GOAL –
Rewrite the part of the thread on the BackupPC pool hash that opens with the words "This is also" and closes with "will be created.", swapping "identical" for "duplicate".

PASSAGE PROVIDED –
Thread: Re: [BackupPC-devel] Hash (MD4?) Algorithm used for Pool

backuppc-devel

Re: [BackupPC-devel] Hash (MD4?) Algorithm used for Pool

From: Craig B. <cba...@us...> - 2005-08-19 09:23:30

Roy Keene writes:

>  	Can you describe what is hashed and using which algorithm is used 
> to determine the pool hash name ?

Sorry about the delay in replying - I'm on vacation this week.

It's a little arcane, but here it is.  The MD5 digest is used
on the following data:

   - for files <= 256K we use the file size and the whole file, ie:

        MD5([4 byte file size, file contents])

   - for files <= 1M we use the file size, the first 128K and
     the last 128K.
   - for files > 1M, we use the file size, the first 128K and
     the 8th 128K (ie: the 128K up to 1MB).

See the Buffer2MD5() function in lib/BackupPC/Lib.pm.

One thing that is not clear is what perl does when the fileSize
is bigger than 4GB.  In particular, we start off with:

    $md5->add($fileSize);

I suspect that this will be the real file size modulo 2^32 (ie: the
lower 4 bytes of the file size).

The path name is then the hex MD5 digest with the first 3 hex
characters made into directories, eg:

    0a40ec51a8a079d95c1ee48436fb06bf
                -> $DataDir/cpool/0/a/4/0a40ec51a8a079d95c1ee48436fb06bf

Note also that to avoid collisions (ie: different files with the
same digest - easy to create since the MD5 digest doesn't include
the entire file), an underscore and number are appended.  Eg: these
four files have the same digest, and should all be considered for
possible matches:

    $DataDir/cpool/0/a/4/0a40ec51a8a079d95c1ee48436fb06bf
    $DataDir/cpool/0/a/4/0a40ec51a8a079d95c1ee48436fb06bf_0
    $DataDir/cpool/0/a/4/0a40ec51a8a079d95c1ee48436fb06bf_1
    $DataDir/cpool/0/a/4/0a40ec51a8a079d95c1ee48436fb06bf_2

This is also used for the case where the number of hardlinks is
hit.  Matching that pool file should fail, since a new hardlink
to that file will fail.  So another (in this case identical) pool
file will be created.

See MD52Path() in lib/BackupPC/Lib.pm and lib/BackupPC/PoolWrite.pm.

Note that the backup itself doesn't add new files to the pool - it
only adds links to existing files.  BackupPC_link adds new pool
entries.

Craig

Re: [BackupPC-devel] Hash (MD4?) Algorithm used for Pool

From: Craig B. <cba...@us...> - 2005-08-20 02:11:10

Roy Keene writes:

> The answer to my questions are:
> 
>  	The hash is of the uncompressed data, using the uncompressed file 
> size.  The file size is represented as a string (non-NIL terminated, no 
> line termination).

MATERIAL –
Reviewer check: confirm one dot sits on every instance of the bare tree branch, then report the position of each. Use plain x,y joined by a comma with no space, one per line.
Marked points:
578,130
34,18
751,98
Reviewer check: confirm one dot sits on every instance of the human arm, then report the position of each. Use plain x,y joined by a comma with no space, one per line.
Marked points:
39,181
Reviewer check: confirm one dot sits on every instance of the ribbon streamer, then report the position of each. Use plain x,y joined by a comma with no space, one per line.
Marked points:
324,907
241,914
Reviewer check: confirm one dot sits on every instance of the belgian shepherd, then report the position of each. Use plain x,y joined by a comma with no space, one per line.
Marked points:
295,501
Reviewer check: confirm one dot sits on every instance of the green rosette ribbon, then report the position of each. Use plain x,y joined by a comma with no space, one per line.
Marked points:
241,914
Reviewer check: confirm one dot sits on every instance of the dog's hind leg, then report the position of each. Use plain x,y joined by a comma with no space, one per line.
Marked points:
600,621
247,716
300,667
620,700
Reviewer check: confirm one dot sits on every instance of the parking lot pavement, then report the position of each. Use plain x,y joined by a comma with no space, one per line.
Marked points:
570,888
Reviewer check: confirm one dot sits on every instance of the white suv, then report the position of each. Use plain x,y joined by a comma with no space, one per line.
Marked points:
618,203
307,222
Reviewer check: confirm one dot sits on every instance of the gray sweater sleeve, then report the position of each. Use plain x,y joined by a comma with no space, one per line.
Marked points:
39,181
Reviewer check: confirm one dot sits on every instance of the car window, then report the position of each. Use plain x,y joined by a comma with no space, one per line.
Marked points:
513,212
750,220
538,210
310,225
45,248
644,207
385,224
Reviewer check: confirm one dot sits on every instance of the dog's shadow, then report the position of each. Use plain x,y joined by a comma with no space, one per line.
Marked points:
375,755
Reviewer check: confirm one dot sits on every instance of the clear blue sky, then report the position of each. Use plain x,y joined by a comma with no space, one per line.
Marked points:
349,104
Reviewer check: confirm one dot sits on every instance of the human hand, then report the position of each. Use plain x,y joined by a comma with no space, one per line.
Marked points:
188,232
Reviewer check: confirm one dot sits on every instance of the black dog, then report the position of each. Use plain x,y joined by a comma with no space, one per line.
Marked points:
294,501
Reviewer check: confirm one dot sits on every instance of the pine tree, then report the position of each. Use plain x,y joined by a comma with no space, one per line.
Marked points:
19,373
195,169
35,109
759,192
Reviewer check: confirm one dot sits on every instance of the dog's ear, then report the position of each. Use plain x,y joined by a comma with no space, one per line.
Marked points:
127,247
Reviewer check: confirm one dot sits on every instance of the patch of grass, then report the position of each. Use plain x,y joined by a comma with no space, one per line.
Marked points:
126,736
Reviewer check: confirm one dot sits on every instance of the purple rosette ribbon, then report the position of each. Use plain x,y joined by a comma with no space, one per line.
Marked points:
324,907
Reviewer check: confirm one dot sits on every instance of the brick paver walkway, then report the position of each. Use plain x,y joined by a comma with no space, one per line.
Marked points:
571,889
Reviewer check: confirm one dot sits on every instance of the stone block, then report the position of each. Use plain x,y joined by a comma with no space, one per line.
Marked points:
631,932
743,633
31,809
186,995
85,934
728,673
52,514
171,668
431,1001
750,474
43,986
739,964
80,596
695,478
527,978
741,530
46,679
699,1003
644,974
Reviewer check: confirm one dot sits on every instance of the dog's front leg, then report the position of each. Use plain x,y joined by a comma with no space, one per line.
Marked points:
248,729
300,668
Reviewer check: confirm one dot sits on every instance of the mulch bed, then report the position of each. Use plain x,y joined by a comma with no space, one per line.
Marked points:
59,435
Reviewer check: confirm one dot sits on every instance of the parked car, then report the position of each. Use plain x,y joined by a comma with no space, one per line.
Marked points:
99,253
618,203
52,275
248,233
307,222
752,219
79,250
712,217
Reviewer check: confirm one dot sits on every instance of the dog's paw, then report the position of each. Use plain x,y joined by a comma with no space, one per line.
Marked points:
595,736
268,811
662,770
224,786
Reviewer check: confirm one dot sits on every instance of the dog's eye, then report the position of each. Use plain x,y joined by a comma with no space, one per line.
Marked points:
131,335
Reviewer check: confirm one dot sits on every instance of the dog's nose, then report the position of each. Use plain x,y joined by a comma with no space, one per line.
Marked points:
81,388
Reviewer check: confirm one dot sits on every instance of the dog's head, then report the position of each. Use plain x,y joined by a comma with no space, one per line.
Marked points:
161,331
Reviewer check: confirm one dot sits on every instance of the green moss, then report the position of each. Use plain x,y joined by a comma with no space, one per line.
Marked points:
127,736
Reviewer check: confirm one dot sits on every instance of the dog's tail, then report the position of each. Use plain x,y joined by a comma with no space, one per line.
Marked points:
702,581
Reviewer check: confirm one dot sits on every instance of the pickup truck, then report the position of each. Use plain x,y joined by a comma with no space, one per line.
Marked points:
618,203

SOLUTION BELOW –
This is also used for the case where the number of hardlinks is
hit.  Matching that pool file should fail, since a new hardlink
to that file will fail.  So another (in this case duplicate) pool
file will be created.